- [TASK INSTRUCTIONS]:
In the entries below, repeat word for word the lines starting at the one that contains "In the photo above, where can the tree" and ending at the one that contains "column 49, row 49", including both of those lines.

- [Excerpts from point annotation data]:
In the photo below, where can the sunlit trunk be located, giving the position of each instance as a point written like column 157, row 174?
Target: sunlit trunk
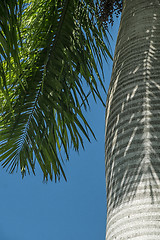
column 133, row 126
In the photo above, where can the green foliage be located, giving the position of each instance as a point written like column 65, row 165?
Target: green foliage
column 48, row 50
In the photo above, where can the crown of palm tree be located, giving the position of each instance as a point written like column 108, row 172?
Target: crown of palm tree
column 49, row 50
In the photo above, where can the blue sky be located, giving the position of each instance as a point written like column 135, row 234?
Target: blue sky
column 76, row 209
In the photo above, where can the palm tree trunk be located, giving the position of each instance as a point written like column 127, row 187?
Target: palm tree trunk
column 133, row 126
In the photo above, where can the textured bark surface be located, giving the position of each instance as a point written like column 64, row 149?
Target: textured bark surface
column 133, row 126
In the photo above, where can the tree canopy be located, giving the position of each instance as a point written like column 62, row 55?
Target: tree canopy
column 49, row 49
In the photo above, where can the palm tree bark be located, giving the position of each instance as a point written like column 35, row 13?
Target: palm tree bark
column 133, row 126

--

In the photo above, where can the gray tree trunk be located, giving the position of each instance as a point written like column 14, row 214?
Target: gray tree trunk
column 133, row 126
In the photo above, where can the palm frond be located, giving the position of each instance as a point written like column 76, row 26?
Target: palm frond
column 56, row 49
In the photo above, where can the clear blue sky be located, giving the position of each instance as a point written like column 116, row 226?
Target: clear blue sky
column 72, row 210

- [EXERCISE RESULT]:
In the photo above, where can the tree canopy be located, giving the position of each instance as a point written like column 62, row 55?
Target: tree canopy
column 49, row 49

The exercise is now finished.